Excerpted data:
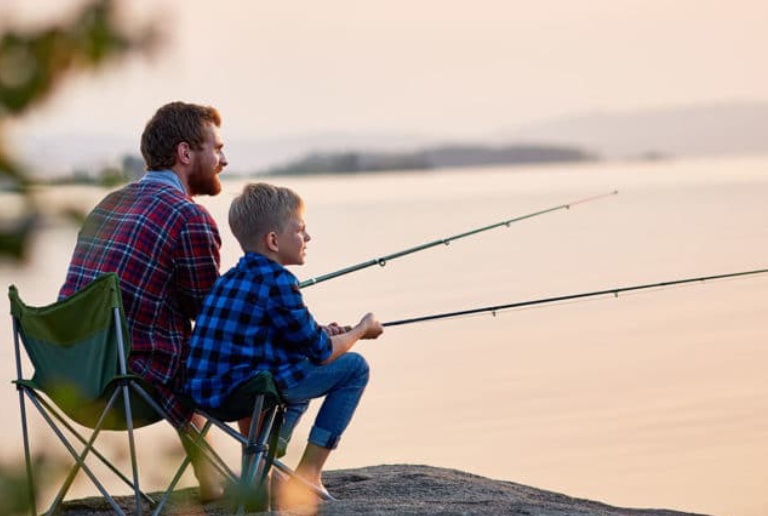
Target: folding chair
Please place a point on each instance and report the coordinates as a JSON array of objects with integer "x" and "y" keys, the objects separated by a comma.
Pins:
[{"x": 79, "y": 349}]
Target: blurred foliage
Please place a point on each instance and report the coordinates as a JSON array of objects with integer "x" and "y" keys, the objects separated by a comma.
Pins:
[
  {"x": 33, "y": 65},
  {"x": 14, "y": 488}
]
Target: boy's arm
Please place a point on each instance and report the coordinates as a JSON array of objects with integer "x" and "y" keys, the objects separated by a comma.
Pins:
[{"x": 368, "y": 328}]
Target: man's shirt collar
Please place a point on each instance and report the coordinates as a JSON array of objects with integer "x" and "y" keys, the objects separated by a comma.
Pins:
[{"x": 166, "y": 177}]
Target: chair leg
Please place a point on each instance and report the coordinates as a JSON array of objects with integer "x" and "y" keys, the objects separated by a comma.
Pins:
[
  {"x": 132, "y": 445},
  {"x": 96, "y": 452},
  {"x": 185, "y": 463},
  {"x": 22, "y": 407},
  {"x": 77, "y": 457},
  {"x": 27, "y": 458}
]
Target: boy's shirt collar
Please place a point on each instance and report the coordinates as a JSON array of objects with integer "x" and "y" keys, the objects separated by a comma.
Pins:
[{"x": 251, "y": 259}]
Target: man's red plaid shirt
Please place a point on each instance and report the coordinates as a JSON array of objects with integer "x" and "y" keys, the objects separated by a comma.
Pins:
[{"x": 165, "y": 249}]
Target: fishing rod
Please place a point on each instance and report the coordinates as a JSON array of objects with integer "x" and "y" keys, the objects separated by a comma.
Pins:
[
  {"x": 614, "y": 291},
  {"x": 382, "y": 261}
]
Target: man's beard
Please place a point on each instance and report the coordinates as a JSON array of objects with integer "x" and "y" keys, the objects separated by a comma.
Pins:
[{"x": 202, "y": 183}]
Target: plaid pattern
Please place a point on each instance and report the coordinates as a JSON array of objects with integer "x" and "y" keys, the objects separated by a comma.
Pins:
[
  {"x": 165, "y": 249},
  {"x": 253, "y": 320}
]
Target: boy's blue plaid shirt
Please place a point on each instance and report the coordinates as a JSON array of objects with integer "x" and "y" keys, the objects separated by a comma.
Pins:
[{"x": 253, "y": 320}]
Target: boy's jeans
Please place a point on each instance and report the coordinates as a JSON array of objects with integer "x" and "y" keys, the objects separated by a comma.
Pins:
[{"x": 342, "y": 382}]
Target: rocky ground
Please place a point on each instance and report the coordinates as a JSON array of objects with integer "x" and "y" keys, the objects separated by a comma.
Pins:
[{"x": 408, "y": 490}]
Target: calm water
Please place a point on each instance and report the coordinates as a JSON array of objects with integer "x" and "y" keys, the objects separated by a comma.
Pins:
[{"x": 651, "y": 400}]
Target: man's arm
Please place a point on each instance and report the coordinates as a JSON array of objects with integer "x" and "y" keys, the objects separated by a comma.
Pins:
[{"x": 196, "y": 262}]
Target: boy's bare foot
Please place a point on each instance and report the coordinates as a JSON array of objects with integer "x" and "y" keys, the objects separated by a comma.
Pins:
[{"x": 296, "y": 496}]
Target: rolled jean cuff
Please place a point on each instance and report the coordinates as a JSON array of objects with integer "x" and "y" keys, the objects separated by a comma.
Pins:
[{"x": 323, "y": 438}]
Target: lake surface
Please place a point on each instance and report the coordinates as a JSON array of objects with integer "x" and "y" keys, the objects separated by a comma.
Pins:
[{"x": 657, "y": 399}]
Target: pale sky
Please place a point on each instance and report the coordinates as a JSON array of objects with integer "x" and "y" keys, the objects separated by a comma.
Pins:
[{"x": 437, "y": 67}]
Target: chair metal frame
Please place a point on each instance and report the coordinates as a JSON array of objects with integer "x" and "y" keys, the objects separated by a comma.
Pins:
[{"x": 255, "y": 446}]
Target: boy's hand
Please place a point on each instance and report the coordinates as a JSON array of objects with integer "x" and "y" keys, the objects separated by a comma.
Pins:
[
  {"x": 334, "y": 329},
  {"x": 372, "y": 328}
]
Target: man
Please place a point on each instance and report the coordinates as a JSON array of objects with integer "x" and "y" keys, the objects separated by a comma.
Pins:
[{"x": 164, "y": 248}]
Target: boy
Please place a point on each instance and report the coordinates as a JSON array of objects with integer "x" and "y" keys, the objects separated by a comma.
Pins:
[{"x": 254, "y": 320}]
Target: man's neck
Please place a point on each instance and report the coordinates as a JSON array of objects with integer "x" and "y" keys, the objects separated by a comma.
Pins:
[{"x": 183, "y": 176}]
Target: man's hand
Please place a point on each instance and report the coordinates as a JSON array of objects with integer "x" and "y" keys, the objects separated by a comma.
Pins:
[{"x": 372, "y": 328}]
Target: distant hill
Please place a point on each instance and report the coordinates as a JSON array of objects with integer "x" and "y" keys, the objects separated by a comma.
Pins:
[
  {"x": 434, "y": 157},
  {"x": 697, "y": 130}
]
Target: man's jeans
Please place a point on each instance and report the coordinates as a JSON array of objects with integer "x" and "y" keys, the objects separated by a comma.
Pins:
[{"x": 342, "y": 382}]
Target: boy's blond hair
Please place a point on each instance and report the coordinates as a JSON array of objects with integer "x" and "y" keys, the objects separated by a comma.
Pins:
[{"x": 260, "y": 209}]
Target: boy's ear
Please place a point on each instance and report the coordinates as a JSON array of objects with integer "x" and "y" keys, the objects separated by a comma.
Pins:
[{"x": 270, "y": 240}]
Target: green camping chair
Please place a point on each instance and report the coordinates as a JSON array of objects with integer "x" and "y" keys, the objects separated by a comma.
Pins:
[{"x": 79, "y": 349}]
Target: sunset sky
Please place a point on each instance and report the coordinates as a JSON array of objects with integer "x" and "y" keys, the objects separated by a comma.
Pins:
[{"x": 437, "y": 67}]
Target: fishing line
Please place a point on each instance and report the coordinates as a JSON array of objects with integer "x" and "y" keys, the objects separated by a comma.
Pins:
[
  {"x": 573, "y": 298},
  {"x": 382, "y": 261}
]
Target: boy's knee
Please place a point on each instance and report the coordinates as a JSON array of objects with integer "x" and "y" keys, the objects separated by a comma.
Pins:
[{"x": 359, "y": 365}]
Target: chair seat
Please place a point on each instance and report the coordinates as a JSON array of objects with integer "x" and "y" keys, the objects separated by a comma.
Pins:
[
  {"x": 87, "y": 413},
  {"x": 239, "y": 404}
]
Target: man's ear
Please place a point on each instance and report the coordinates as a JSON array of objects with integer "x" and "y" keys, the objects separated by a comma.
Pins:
[
  {"x": 270, "y": 240},
  {"x": 183, "y": 153}
]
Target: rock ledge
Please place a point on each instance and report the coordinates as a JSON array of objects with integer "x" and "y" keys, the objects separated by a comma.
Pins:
[{"x": 408, "y": 490}]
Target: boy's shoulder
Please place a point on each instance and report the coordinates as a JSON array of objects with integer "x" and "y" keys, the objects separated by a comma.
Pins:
[{"x": 256, "y": 268}]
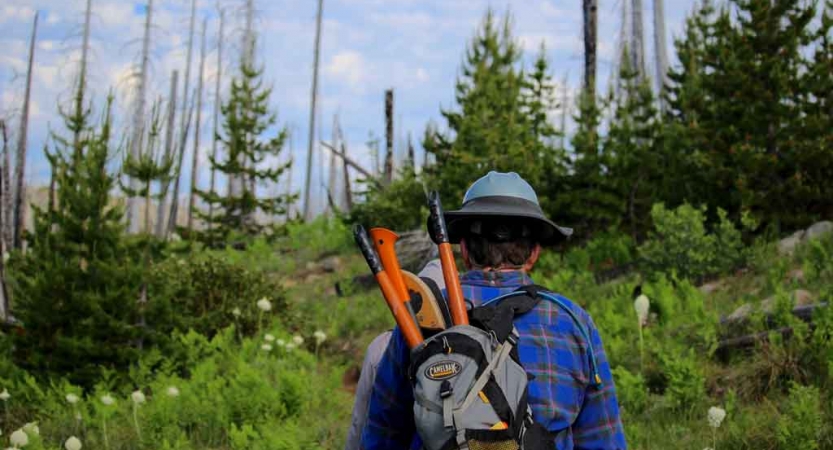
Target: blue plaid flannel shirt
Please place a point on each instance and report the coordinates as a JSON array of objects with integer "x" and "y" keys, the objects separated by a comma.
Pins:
[{"x": 582, "y": 416}]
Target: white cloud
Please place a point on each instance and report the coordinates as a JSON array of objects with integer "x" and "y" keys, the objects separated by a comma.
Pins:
[{"x": 347, "y": 66}]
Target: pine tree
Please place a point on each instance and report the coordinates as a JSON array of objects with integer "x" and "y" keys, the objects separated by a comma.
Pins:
[
  {"x": 246, "y": 118},
  {"x": 633, "y": 150},
  {"x": 492, "y": 127},
  {"x": 75, "y": 286}
]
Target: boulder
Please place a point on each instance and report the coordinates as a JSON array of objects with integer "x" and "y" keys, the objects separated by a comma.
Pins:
[
  {"x": 787, "y": 245},
  {"x": 800, "y": 297},
  {"x": 818, "y": 230},
  {"x": 741, "y": 313}
]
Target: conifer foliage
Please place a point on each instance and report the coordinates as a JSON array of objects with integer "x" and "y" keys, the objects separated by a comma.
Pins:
[
  {"x": 249, "y": 157},
  {"x": 75, "y": 287}
]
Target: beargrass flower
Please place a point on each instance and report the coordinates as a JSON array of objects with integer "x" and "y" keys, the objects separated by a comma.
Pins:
[
  {"x": 716, "y": 416},
  {"x": 73, "y": 443},
  {"x": 264, "y": 305},
  {"x": 32, "y": 429},
  {"x": 19, "y": 439},
  {"x": 642, "y": 305},
  {"x": 138, "y": 397}
]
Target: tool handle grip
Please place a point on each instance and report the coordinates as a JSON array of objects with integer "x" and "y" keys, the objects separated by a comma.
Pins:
[
  {"x": 436, "y": 221},
  {"x": 385, "y": 242},
  {"x": 366, "y": 247}
]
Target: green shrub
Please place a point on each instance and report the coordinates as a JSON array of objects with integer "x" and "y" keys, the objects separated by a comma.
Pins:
[
  {"x": 681, "y": 244},
  {"x": 201, "y": 293},
  {"x": 800, "y": 424},
  {"x": 631, "y": 390},
  {"x": 685, "y": 379}
]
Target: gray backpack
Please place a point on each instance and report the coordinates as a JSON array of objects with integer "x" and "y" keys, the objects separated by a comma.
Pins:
[{"x": 470, "y": 388}]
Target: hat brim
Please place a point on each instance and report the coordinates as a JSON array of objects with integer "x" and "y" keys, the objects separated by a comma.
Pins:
[{"x": 547, "y": 232}]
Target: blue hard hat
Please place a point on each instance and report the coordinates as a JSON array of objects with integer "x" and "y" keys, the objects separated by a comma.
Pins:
[{"x": 504, "y": 195}]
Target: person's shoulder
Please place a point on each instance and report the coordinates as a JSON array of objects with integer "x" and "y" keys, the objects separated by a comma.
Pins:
[{"x": 562, "y": 309}]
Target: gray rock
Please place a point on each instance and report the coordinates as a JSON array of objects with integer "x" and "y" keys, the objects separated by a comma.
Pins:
[
  {"x": 787, "y": 245},
  {"x": 818, "y": 230},
  {"x": 708, "y": 288},
  {"x": 741, "y": 313}
]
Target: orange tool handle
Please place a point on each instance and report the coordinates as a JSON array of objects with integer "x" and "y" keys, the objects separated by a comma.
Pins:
[
  {"x": 396, "y": 303},
  {"x": 403, "y": 317},
  {"x": 384, "y": 240},
  {"x": 439, "y": 234}
]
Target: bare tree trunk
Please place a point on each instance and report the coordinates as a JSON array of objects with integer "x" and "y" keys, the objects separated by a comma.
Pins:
[
  {"x": 637, "y": 47},
  {"x": 411, "y": 160},
  {"x": 184, "y": 122},
  {"x": 139, "y": 121},
  {"x": 590, "y": 11},
  {"x": 660, "y": 50},
  {"x": 175, "y": 195},
  {"x": 348, "y": 194},
  {"x": 389, "y": 135},
  {"x": 8, "y": 207},
  {"x": 20, "y": 168},
  {"x": 332, "y": 178},
  {"x": 565, "y": 108},
  {"x": 217, "y": 101},
  {"x": 82, "y": 74},
  {"x": 314, "y": 98},
  {"x": 195, "y": 156},
  {"x": 169, "y": 143}
]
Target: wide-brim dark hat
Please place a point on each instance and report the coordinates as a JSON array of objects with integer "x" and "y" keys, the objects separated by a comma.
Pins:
[{"x": 503, "y": 195}]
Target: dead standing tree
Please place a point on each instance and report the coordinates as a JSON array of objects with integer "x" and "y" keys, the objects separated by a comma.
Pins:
[
  {"x": 313, "y": 100},
  {"x": 195, "y": 155},
  {"x": 590, "y": 13},
  {"x": 184, "y": 123},
  {"x": 139, "y": 120},
  {"x": 20, "y": 167},
  {"x": 389, "y": 135}
]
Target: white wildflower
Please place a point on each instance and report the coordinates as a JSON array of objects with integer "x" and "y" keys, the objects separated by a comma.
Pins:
[
  {"x": 716, "y": 416},
  {"x": 642, "y": 305},
  {"x": 264, "y": 304},
  {"x": 19, "y": 439},
  {"x": 32, "y": 429},
  {"x": 73, "y": 443},
  {"x": 138, "y": 397}
]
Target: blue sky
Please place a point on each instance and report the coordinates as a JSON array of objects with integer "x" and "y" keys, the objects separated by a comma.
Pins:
[{"x": 412, "y": 46}]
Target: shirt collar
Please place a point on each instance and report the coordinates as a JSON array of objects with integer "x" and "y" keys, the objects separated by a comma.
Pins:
[{"x": 494, "y": 278}]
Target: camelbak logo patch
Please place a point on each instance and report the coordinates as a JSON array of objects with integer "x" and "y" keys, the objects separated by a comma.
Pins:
[{"x": 443, "y": 370}]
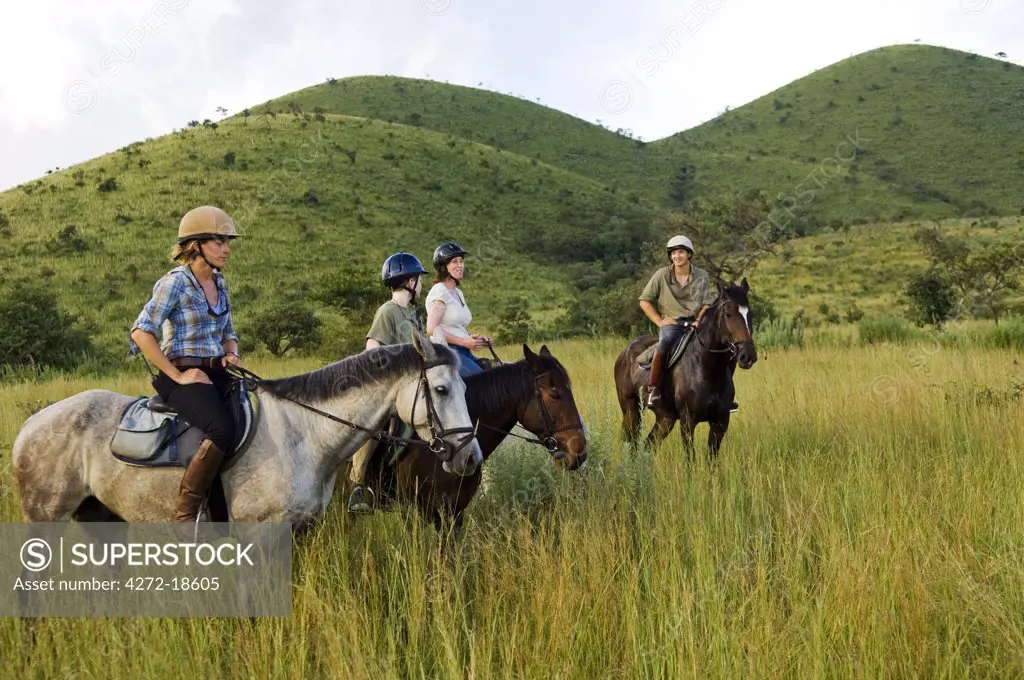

What to do:
Rewrite the listing as a Markdown table with the columns "Row" and "Text", putting a row number and one line in each row and skipping blank lines. Cover only the part that starts with the line containing "Target: shirt collar" and runs through the end of the listing, both ends included, and leave out the pictures.

Answer below:
| Row | Text |
|---|---|
| 1 | Target: shirt collar |
| 2 | Please place a point on each instance and report the coordinates as a JSON array of objects with integer "x" and "y" keys, the objects separated by a comma. |
| 3 | Pins: |
| 4 | [{"x": 494, "y": 278}] |
| 5 | Target: camelbak logo patch |
| 6 | Please place a point on each instance and report the coordinates as a JSON array of objects with integer "x" and "y" keys, the objects separated by a comma. |
| 7 | Pins: |
| 8 | [{"x": 443, "y": 370}] |